# What is expected:
Decide whether each statement agrees with the passage on Christmas traditions below, answering yes or no and quoting the words of the passage that decide it.
1. The Anglo-Saxon term "Cristesmæsse" was first recorded in 1038.
2. For centuries, Christmas was the main Christian holiday.
3. Shakespeare gave close attention to Christmas in his play Twelfth Night.

-- START Provided text --

Exploring changing Christmas traditions through literature and verse.

Christmas is an old and a young holiday – Christians are celebrating the birth of Jesus Christ of over 2,000 years ago, and yet the occasion as we know it today is little more than 100 years old.

For centuries, Christmas itself was only a minor event, with Easter being the main Christian holiday – although the date of December 25 was celebrated for the pagan festival of Yule. The word comes from the Anglo-Saxon “Cristesmæsse,” a term first recorded in 1038. While the Catholic Church rebranded Yule as Christmas, it did not resemble current day celebrations, full of feasting and gift-exchanging – it was a somber time of fasting and pious religiosity. According to the 8th-century cleric Ecgbert of York:

“[T]he English people have been accustomed to practise fasts, vigils, prayers, and the giving of alms both to monasteries and to the common people, for the full twelve days before Christmas.”

As historian Dr. Tim Flight notes, we can see the precursors to Christmas gifts, festive charity, and churchgoing. Over the centuries, peasants were granted 12 days off to celebrate Christmas and New Year, culminating in the Twelfth Night, but the occasion still lacked fanfare. The Elizabethan times rolled around, and yet Shakespeare is noted for his lack of attention to Christmas – even in his Twelfth Night play. In The Merry Wives of Windsor, he makes mention of new years’ gifts, writing:

“Have I lived to be carried in a basket, like a barrow of butcher’s offal, and to be thrown in the Thames? Well, if I be served such another trick, I’ll have my brains ta’en out and buttered, and give them to a dog for a new-year’s gift.”

-- END Provided text --
-- START Dataset entries --

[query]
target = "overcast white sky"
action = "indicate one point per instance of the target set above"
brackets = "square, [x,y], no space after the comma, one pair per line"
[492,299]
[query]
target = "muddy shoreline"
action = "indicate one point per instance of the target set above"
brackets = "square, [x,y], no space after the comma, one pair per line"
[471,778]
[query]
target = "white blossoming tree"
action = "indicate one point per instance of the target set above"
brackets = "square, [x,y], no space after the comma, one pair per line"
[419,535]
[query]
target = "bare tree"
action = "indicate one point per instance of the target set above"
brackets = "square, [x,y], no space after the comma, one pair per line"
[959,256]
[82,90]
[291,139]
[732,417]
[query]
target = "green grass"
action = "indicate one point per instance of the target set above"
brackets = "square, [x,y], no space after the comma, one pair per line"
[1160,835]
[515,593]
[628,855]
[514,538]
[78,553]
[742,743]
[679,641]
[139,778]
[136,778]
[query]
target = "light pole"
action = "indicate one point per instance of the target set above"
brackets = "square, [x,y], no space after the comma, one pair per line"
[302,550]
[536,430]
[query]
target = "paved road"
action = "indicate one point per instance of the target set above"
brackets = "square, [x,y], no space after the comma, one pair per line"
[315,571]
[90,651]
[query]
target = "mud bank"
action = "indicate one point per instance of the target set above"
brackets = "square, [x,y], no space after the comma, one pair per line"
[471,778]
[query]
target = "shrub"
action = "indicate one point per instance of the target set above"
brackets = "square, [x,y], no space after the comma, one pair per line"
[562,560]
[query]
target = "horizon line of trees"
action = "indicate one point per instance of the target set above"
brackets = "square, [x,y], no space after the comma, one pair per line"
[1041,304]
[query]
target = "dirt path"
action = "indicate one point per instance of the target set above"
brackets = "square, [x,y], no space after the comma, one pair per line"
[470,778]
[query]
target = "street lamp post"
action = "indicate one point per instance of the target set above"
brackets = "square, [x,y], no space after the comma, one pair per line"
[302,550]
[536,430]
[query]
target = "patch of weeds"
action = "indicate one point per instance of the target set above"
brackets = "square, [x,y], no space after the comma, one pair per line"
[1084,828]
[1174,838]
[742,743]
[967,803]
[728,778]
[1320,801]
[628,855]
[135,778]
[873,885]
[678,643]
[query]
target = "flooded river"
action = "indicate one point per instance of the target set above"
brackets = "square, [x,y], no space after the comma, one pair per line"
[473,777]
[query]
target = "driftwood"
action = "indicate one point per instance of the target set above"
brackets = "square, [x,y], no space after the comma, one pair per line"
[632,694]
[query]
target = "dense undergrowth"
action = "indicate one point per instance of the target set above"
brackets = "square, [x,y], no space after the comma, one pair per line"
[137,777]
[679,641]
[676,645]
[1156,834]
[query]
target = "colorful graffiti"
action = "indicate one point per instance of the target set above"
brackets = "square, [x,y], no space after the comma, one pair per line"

-- END Dataset entries --

# Response to the exercise:
1. Yes: "a term first recorded in 1038."
2. No: "Christmas itself was only a minor event, with Easter being the main Christian holiday"
3. No: "Shakespeare is noted for his lack of attention to Christmas – even in his Twelfth Night play."